> [Aim of the task]:
Rewrite each of the rows below, replacing "one point per instance" with "a single point for each one" and leaving everything else untouched.

Stored entries
+++

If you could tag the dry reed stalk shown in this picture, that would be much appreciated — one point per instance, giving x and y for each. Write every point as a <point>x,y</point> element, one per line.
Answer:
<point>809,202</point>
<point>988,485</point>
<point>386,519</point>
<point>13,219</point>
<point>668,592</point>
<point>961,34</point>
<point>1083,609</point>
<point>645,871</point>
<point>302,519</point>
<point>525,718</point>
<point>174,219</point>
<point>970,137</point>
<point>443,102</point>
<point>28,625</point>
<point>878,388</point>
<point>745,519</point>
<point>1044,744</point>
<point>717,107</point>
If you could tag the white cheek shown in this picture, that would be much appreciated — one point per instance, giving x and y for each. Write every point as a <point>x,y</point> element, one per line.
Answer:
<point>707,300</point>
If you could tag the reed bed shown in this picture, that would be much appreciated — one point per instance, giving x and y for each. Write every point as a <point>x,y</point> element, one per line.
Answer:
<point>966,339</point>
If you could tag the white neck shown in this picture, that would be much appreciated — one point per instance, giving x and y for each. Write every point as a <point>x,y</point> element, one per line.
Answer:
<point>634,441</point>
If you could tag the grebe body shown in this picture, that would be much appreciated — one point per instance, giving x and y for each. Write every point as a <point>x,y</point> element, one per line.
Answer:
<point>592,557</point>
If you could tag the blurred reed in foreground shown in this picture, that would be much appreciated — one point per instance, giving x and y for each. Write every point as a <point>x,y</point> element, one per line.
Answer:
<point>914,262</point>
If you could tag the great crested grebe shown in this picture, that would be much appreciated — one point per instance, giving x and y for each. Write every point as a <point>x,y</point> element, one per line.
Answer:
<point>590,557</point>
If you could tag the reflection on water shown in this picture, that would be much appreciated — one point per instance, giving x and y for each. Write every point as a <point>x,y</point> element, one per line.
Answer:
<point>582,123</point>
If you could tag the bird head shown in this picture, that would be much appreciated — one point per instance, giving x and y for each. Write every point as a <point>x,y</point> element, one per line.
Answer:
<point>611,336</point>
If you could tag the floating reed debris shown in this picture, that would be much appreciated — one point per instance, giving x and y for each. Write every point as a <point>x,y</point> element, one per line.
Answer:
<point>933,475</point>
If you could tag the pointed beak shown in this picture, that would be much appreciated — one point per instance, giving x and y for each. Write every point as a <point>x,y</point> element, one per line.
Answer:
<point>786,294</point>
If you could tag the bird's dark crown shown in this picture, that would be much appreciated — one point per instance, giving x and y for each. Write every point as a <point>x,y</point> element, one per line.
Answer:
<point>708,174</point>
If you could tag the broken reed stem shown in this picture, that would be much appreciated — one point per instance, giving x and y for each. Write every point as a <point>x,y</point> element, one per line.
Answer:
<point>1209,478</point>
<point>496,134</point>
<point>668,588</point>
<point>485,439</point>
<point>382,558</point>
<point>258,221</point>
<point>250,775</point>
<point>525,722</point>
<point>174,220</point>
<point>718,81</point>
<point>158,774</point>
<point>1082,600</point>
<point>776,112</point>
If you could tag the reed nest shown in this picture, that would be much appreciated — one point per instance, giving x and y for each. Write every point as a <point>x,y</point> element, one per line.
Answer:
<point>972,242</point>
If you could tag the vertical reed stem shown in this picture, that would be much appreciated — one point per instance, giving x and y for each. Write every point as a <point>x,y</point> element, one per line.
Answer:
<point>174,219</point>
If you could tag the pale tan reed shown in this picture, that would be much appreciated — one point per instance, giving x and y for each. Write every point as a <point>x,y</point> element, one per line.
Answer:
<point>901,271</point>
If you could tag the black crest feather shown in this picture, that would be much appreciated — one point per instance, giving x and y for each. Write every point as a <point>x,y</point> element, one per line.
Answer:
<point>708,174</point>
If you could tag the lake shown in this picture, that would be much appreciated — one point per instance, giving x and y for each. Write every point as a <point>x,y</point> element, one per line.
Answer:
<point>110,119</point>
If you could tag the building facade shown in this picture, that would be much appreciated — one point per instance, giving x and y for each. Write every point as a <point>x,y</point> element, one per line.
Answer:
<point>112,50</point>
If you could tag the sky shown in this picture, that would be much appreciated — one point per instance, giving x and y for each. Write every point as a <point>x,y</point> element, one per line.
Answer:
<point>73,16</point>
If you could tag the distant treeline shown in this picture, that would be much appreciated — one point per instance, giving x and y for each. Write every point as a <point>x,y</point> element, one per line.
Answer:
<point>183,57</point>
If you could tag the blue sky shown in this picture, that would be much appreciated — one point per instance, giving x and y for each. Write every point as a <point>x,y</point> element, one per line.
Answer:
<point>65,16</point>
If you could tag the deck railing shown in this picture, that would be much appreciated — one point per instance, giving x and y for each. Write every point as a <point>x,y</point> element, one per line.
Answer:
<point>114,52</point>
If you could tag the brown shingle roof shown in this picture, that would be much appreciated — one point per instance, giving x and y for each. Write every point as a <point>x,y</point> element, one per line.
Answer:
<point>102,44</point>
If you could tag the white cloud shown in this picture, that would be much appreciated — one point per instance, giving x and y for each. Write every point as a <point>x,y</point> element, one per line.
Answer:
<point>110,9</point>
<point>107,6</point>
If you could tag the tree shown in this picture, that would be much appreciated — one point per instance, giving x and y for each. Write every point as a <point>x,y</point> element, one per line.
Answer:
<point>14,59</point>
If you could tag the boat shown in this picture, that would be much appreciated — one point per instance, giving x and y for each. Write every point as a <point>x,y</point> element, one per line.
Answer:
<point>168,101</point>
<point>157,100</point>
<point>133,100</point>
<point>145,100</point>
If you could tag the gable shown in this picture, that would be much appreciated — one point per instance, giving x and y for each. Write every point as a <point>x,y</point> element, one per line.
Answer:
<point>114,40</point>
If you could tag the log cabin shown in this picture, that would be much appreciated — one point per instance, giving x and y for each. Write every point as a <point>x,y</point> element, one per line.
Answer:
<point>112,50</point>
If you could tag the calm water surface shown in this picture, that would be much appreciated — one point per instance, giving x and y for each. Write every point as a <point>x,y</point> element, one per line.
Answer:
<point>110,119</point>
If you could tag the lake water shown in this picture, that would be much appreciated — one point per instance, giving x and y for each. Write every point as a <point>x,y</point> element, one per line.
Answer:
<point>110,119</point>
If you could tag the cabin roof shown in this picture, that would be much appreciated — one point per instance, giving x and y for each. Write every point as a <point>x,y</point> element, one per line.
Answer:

+++

> [Task output]:
If you could tag the dry reed stalk shown in this picture, that would be much appreciated — a single point for each one, giving x and y for each. Write every point as a <point>x,y</point> element, one per line.
Answer:
<point>809,202</point>
<point>988,485</point>
<point>386,519</point>
<point>13,219</point>
<point>668,592</point>
<point>961,34</point>
<point>1083,609</point>
<point>645,871</point>
<point>302,519</point>
<point>525,718</point>
<point>174,219</point>
<point>970,137</point>
<point>443,102</point>
<point>28,625</point>
<point>878,388</point>
<point>745,519</point>
<point>1044,744</point>
<point>717,107</point>
If you could tag the white cheek shown in this picture, that would be much appreciated — a single point for each one, giving x and y for each. Write every point as a <point>x,y</point> element, one per line.
Answer:
<point>707,300</point>
If you could tag the reed bed shown in this picture, that would be much appreciated — a single point for each one, giving x and y for each. Write every point as a <point>x,y</point> element, one per line.
Answer:
<point>966,339</point>
If you could tag the white neck shown in this picture, that would be much appreciated — a single point for each one, giving x and y for each. Write every point as a <point>x,y</point> element, one per line.
Answer:
<point>634,441</point>
If you could tag the grebe body shown in this picture, that would be much appreciated — a single point for each one, giving x and y for each. Write every point as a <point>x,y</point> element, one per line.
Answer:
<point>592,557</point>
If you could tag the blurred reed in foreground shown in this picture, that would be much appreciated — a single point for each one, giving x and y for each. Write every point as a <point>x,y</point> element, one per line.
Answer:
<point>914,262</point>
If you could tag the great crested grebe shown in this picture, that would be much appreciated — a single point for each one, giving x and y for each. Write every point as a <point>x,y</point> element, one per line.
Answer:
<point>590,557</point>
If you could tag the reflection on water shown in this picture, that would be much appreciated — a single point for each one, giving x and y for each. Write every point as a <point>x,y</point> element, one per line.
Answer:
<point>582,123</point>
If you could tag the bird head shown in this picture, that would be much appreciated — a single point for each one, giving x and y for each. Write every point as a <point>x,y</point> element, one per line.
Answer:
<point>611,336</point>
If you could tag the floating reed debris shown in this picture, that would be much appreciated — a single point for each one, giving x and y for each. Write every point as a <point>x,y</point> element, one per line.
Answer:
<point>933,475</point>
If you could tag the pointed beak shown in this picture, that would be much appreciated — a single point for each one, giving x and y for each. Write every point as a <point>x,y</point> element, one per line.
Answer:
<point>786,294</point>
If you could tag the bird's dark crown shown in this picture, that would be much appreciated — a single point for each one, giving x and y for each. Write every point as a <point>x,y</point> element, one per line.
Answer:
<point>708,174</point>
If you could tag the broken reed stem shown in this picture, that would be much appreciated — a single point for each one, giving x and y for each. Write every point as a <point>x,y</point> element, one per line.
Answer:
<point>1209,478</point>
<point>496,134</point>
<point>668,588</point>
<point>485,439</point>
<point>382,558</point>
<point>258,221</point>
<point>250,775</point>
<point>525,722</point>
<point>174,220</point>
<point>718,81</point>
<point>158,774</point>
<point>1082,600</point>
<point>776,112</point>
If you could tag the reed nest shown in this picture, that would be much appreciated — a single point for each one, giving x and y for each. Write every point as a <point>x,y</point> element, one per line.
Answer:
<point>972,242</point>
If you could tag the vertical reed stem shown in this picture, that would be much appreciated — a single point for each one, giving x and y for each. Write every point as a <point>x,y</point> element, one per line.
Answer:
<point>174,219</point>
If you could tag the pale tan reed shown in this picture, that would be much appreciated — a single point for each one, giving x and y for each. Write every point as a <point>x,y</point> element, one per line.
Answer:
<point>901,271</point>
If you could tag the black crest feather shown in this picture, that would be much appreciated — a single point for each one, giving x and y for each. Write every point as a <point>x,y</point> element, one per line.
Answer:
<point>708,174</point>
If you could tag the lake shown in this picture, that would be much appreciated — a single point for each one, giving x and y for each. Write every point as a <point>x,y</point> element, one per line.
Answer:
<point>110,119</point>
If you could tag the building facade shown in this picture, that would be much appreciated — a single point for each one, giving x and y for each. Write every point as a <point>x,y</point> element, one per line.
Answer:
<point>112,50</point>
If you could tag the sky shown in this picture, that would be much appreciated — a single point for each one, giving x and y for each. Write every point as a <point>x,y</point> element, one per line.
Answer:
<point>73,16</point>
If you could tag the distant treeline shown in this picture, that would be much appreciated — a single point for each one, giving x and y for each. Write every point as a <point>x,y</point> element, one per line.
Answer:
<point>183,57</point>
If you could tag the blue sky shown in this picture, that would be much appreciated — a single point for each one, giving x and y for each. Write every point as a <point>x,y</point> element, one per line.
Answer:
<point>65,16</point>
If you could tag the deck railing shown in this picture, that would be much appreciated — a single point for each one, giving x and y for each. Write every point as a <point>x,y</point> element, one per line.
Answer:
<point>114,52</point>
If you could tag the brown shingle roof shown in this picture, that would be much appreciated — a single point for each one, giving x and y for each. Write every point as a <point>x,y</point> element, one per line.
Answer:
<point>102,44</point>
If you could tag the white cloud shown in this picture, that would be much appreciated — a single point for each one, giving x and y for each. Write every point as a <point>x,y</point> element, one per line.
Answer:
<point>110,9</point>
<point>107,6</point>
If you could tag the tree shown in this picture, that would be much appreciated — a single point for each one, giving x and y for each. Write every point as a <point>x,y</point> element, one per line.
Answer:
<point>14,59</point>
If you could tag the boat shown in this picture, that would be much appreciated — a single point for each one, giving x and y for each. Write every point as a <point>x,y</point> element, one per line.
Answer:
<point>168,101</point>
<point>157,100</point>
<point>133,100</point>
<point>145,100</point>
If you could tag the gable shown in this picture, that would be much appreciated — a single point for each one, giving x and y for each. Write every point as a <point>x,y</point> element, one per line.
Answer:
<point>114,40</point>
If you could tag the log cabin shown in this picture, that would be much appreciated — a single point for each one, giving x and y for each. Write every point as a <point>x,y</point> element, one per line.
Answer:
<point>112,50</point>
If you could tag the calm water surface shown in this picture, that would be much appreciated — a single point for each one, giving x and y for each. Write every point as a <point>x,y</point> element, one per line.
Answer:
<point>110,119</point>
If you could tag the lake water shown in this picture, that would be much appreciated — a single point for each one, giving x and y for each. Write every point as a <point>x,y</point> element, one per line.
Answer:
<point>110,119</point>
If you could tag the cabin roof shown in this picture, that would be much appreciated — a single point for each one, giving x and y for each. Write every point as a <point>x,y</point> element, one per line.
Answer:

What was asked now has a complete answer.